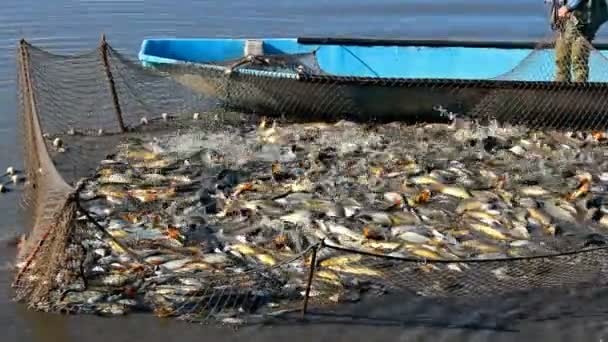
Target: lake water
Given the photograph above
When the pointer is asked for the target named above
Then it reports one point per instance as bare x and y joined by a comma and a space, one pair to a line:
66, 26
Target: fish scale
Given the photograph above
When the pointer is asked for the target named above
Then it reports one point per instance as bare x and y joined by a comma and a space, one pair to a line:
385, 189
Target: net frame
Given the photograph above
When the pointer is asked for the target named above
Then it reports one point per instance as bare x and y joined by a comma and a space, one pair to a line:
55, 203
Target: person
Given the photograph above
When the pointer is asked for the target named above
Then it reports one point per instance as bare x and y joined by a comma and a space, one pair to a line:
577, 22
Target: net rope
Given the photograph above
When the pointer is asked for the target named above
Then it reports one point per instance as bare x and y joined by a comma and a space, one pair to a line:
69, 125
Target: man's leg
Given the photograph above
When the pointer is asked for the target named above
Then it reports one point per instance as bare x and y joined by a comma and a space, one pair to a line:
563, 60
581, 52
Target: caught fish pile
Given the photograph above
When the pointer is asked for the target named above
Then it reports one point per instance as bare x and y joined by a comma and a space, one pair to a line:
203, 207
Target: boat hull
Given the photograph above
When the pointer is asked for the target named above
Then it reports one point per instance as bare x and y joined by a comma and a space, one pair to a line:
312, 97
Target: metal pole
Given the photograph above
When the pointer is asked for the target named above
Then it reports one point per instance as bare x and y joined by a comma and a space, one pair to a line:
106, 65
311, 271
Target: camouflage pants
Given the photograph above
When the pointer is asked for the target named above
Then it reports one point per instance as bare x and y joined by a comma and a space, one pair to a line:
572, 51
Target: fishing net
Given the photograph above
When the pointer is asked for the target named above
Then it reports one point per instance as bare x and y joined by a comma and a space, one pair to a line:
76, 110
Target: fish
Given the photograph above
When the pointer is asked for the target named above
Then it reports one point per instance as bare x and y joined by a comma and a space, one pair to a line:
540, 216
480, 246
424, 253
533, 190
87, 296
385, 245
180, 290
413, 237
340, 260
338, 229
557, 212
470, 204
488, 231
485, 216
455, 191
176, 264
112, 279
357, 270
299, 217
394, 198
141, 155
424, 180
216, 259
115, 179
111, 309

——————————

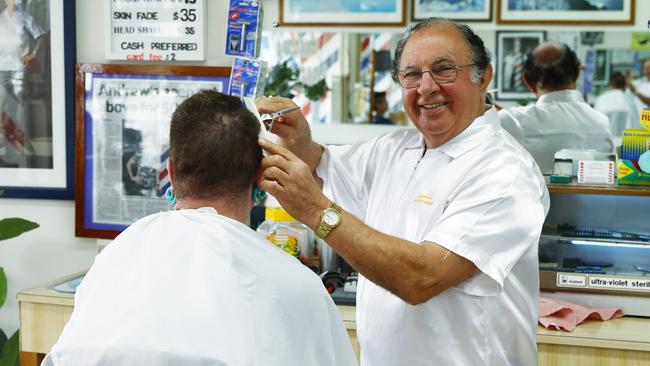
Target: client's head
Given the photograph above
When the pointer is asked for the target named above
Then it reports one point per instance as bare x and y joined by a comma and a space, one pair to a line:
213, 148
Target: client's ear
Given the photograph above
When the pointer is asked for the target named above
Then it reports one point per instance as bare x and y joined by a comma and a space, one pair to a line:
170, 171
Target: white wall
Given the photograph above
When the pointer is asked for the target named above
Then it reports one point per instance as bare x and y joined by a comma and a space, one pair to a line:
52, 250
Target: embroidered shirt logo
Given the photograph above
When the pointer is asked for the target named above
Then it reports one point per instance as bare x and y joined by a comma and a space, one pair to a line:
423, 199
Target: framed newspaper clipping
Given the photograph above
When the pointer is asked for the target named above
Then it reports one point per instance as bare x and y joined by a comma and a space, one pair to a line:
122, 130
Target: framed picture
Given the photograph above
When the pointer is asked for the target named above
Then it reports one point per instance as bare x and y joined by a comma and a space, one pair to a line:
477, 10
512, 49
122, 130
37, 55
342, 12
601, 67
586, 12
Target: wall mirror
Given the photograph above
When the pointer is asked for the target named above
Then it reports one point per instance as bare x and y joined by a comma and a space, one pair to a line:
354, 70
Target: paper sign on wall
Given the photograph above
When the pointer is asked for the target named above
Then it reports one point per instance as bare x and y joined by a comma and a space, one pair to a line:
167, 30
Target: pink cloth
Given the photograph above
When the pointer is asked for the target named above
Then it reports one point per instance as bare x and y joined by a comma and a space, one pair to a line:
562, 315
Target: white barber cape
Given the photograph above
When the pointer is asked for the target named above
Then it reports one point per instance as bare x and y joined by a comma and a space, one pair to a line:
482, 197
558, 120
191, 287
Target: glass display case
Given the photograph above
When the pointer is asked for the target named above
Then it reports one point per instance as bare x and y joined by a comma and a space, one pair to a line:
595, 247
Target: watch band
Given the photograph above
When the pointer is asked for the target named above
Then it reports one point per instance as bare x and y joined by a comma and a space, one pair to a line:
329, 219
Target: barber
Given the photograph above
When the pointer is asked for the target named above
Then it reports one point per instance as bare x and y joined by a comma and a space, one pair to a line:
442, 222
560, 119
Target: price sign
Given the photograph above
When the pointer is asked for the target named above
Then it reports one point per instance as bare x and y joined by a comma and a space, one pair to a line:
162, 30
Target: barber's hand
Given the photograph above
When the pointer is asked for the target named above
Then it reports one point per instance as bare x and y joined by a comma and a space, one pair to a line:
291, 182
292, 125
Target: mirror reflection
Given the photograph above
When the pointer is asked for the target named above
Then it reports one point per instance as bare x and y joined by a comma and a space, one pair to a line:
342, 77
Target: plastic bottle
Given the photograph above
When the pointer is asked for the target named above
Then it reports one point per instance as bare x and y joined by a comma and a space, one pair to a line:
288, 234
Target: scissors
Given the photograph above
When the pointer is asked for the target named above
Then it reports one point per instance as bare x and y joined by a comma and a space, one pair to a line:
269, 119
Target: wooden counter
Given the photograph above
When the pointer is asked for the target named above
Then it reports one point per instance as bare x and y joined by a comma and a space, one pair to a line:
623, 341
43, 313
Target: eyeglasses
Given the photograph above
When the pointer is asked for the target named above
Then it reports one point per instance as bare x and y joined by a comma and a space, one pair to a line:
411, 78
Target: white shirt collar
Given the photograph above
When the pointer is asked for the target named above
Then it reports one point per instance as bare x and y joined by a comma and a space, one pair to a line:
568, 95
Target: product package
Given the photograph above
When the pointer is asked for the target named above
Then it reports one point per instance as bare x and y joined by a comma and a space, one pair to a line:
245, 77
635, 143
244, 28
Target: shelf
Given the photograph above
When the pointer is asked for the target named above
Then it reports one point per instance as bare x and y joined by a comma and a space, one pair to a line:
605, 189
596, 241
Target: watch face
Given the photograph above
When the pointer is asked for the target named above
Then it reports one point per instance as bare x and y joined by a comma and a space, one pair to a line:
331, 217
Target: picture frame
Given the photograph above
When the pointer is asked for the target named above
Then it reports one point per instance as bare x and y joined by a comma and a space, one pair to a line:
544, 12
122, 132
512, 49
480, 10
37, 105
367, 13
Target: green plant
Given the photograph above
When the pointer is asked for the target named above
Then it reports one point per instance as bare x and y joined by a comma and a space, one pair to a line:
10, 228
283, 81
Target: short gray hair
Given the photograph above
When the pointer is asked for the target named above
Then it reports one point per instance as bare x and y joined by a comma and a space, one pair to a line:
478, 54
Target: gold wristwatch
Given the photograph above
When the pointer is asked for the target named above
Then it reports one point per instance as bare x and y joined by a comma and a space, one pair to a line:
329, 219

——————————

* [Exercise description] Collect from the data above every line that includes "shirt".

* [Reply to the exercise]
Target: embroidered shirt logo
Target: white shirt collar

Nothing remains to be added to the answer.